SELECTED EXCERPT
## Begin
To keep things simple, and for my purposes today, I am speaking of LY Adverbs, because they are easy to recognize simply because of that LY. If you want to, you can place LY in the search box of your Word doc and click “find.” A lot of work? Maybe, but I think it’s worth it. Will we find every little thing in our manuscripts?—Helvetica no! But the more we know intuitively, instinctively, and naturally (*smiling*) the better, tighter, and fluid, our manuscripts will be.

What’s an Adverb? Well, it modifies other words (verbs, other adverbs, adjectives) but I won’t go into all that—as I always tell you, a good Google or Bing or whatever you use to a reputable grammar site will give you more information when you are ready to pursue grammar rules in greater detail. Heck, even I am confused at times and forget what's what in Grammar. But I know it when I see it . . . most of the time . . . haw!

Here is an example of a sentence with LY adverbs:

Kathryn slowly typed her sentence. How did Kat type? Slow(ly)

Barbara quickly ran down the hall. How did Barbara run? Quick(ly)


Carol’s chickens are really beautiful. How beautiful are Carol's chickens? Really


Travis is incredibly handsome. How handsome is Travis? Incredibly

Are those examples so bad? Well, no, except “really” is one of my mentioned tic words! And of course, what does “incredibly handsome” mean to that character/narrator? What if instead the narrator/character, through the writer, told us, or showed us, what made Travis “incredibly handsome” to her. But I digress . . . most digressinglylylyly. We don't want to flower up our work, but we also want to paint pictures so the reader sees what we want them to see in a Better Way that is crisp and tight.

If your manuscript is full of Adverbs, the writing can be stintingly stilted. There is a place for the Adverb, but when over-used, the writing becomes heavily burdened, choppily choppy, and even annoyingly annoying (teehee).

Is there a way to recast without your LY word and still have a beautiful sentence? Or a beautifully written sentence? *grin* Yes . . . there is. And sometimes it takes a little more work and a little more love and a little more paying attention, but it’s worth it, well worth it. Remember I told you people have said, "I had a hard time putting down your book." That means I did my job; I did something right to carry the reader forward. Maybe part of that is good old fashioned Grammar--few adverbs, few dangling participles, few or no body parts acting on their own, few tic words, cutting back on my similes I love so much - maybe?

There is more to our manuscripts than a good story and interesting characters, even if our readers do not recognize why our work is hard to put down or reads beautifullylylyly.

Again, Grammarmartariainians, I am being simplistic here, but if any Grammar Kings or Grammar Queens stop by, please leave suggestions, or links, or ideas as to where readers can go to learn more; we’d be most appreciatingly appreciative…. wouldn't we, everyone?

Google images from: http://z.hubpages.com/u/1250562_f260.jpg



Maria-Thérèse said...
## End
Carry on the post about LY adverbs from its final line. The listing plays no role here.

LISTING
## Begin
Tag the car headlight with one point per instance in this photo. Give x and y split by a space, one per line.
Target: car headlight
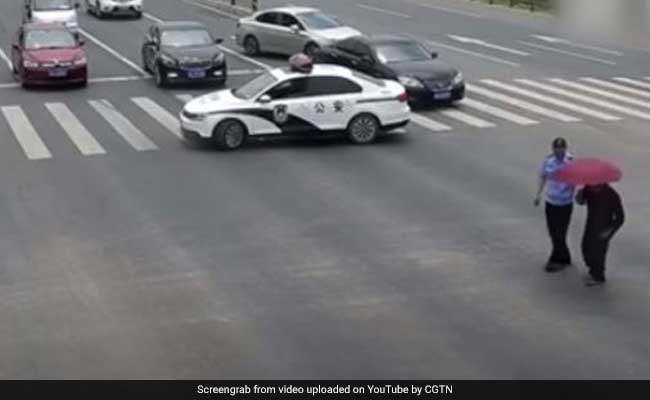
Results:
167 60
458 79
30 64
411 82
218 59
## End
WRITTEN RESPONSE
but... but... lovely is an adverb too! She dresses lovely; he sings lovely?

Or should I say it CAN be an adverb?

Bonnie, Original Art Studio said...

These are great suggestions. It is so easy to just let the words flow in our familiar, easy, habitual way. I have learned to edit some of my adjectives and adverbs and that terrible word, so overused, "that". Hmmmmm, better go back and edit here, before teacher reads it . . . :)

I did jettison 2 words!

B.J. Anderson said...

These posts are really good! ;) I'll have to bookmark this one because grammar is not my strong point. I hate it. Yuck.

Kathryn Magendie said...

hmm, MT -- I have to think on this one - it certainly fits like an adverb, but I still see it as an adjective....still hmmm:

Martha sings lovely. How does Martha sing? Lovely -- wait...hmmmm...hmmmmm Martha is a lovely singer.


Jessica said...

I always made A's in English and scored ridiculously high on the ACT/SAT in english comprehension, but grammar is always my lowest area. I am absolutely (ha) not a grammatician. Heehee. So this post is incredibly, superbly, awesomely helpful. LOL
Thank you! I try to watch my adverbs but I don't think I tend to use them anyways so I might be okay. Hmmmm, now I want to check. LOL
And in case it sounded like I was bragging about my test scores, let it be known that I scored ridiculously low in the math areas. Yeah. Like in the 70th percentile. Very depressing. Wait. The number 58 keeps flashing in my head.
Okay. So I'm horrible at math. Now you all know and any pride I had in my english scores has now been squashed beneath the DREADFULLY heavy weight of my math ignorance. LOL!

But back to you, Kathryn. :-) Great post!

T. Anne said...

OK, I officially ;) hate the letters ly in combination.

Lazy Writer said...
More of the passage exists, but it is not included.